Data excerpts

==*==

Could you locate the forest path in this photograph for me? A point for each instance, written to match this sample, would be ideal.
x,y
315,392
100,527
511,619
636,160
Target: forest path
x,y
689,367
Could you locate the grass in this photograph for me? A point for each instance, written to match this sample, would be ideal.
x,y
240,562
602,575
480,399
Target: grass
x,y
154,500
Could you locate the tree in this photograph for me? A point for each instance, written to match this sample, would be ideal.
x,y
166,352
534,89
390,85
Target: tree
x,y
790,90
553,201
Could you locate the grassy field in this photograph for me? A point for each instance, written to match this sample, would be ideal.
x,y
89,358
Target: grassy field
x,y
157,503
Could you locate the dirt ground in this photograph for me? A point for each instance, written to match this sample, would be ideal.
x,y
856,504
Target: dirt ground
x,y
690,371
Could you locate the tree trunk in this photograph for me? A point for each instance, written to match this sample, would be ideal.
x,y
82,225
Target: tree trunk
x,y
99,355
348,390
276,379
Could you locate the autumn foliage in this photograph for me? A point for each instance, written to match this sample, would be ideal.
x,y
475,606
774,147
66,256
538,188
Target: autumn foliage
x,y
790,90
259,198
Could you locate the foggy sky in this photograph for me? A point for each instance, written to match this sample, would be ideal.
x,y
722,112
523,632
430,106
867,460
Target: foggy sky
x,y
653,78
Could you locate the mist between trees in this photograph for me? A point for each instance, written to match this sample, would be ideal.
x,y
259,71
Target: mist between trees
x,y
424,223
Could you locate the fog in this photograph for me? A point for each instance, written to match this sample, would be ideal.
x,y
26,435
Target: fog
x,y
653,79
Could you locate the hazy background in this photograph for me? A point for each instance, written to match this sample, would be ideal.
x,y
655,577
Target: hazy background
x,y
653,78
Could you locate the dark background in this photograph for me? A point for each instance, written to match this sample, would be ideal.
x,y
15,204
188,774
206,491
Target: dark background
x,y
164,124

==*==

## WHAT NEEDS TO BE DONE
Type out the entries once more, precisely.

## WRITTEN ANSWER
Could you locate the forest path in this photograph for me? A point for each instance, written to match this sample, would be ideal.
x,y
315,392
100,527
511,619
636,160
Target: forest path
x,y
689,367
Could you locate the grass in this photograph for me? A point for each instance, written to match this sample, would be ideal.
x,y
240,562
602,575
480,399
Target: grass
x,y
154,500
Could you locate the tree in this photograph for me? A point for each instance, written to match this sample, would be ideal.
x,y
166,352
534,89
390,85
Target: tree
x,y
790,90
553,201
Could you locate the grassy field in this photograph for me? A point for each instance, written to match this sample, would be ideal.
x,y
89,358
Target: grassy field
x,y
157,503
Could you locate the dirt ground in this photograph for me? A point for each instance, written to match this sample, would be ideal.
x,y
856,504
Target: dirt ground
x,y
690,371
Could you locate the tree trunk in this photograph for me? A point for each instance, written to match this sample, would be ideal.
x,y
82,225
Target: tree trunk
x,y
99,355
348,390
276,379
Could you locate the autumn foliage in this photograph for me? A point for each instance, written to match this sample, would be ideal.
x,y
475,606
774,147
66,256
538,188
Target: autumn foliage
x,y
790,90
259,198
Could you locate the foggy sky in this photograph for me? A point for each instance, written to match this sample, would be ideal.
x,y
722,112
523,632
430,106
867,460
Target: foggy sky
x,y
653,78
Could you locate the mist between trees in this photograph for me? A point for each instance, written to match this sample, would be ideal.
x,y
259,71
Target: mist between trees
x,y
424,223
Could you locate the fog in this photograph for me? A point for each instance, written to match this sample, would be ideal.
x,y
26,435
Target: fog
x,y
653,79
Could you locate the hazy background in this photograph for me? A point for each instance, written to match this sample, would be ideal.
x,y
655,577
Target: hazy background
x,y
653,78
Could you locate the dark background in this photograph for me? A point for each instance, written to match this sample, would be ideal.
x,y
15,204
188,774
206,491
Target: dark background
x,y
164,124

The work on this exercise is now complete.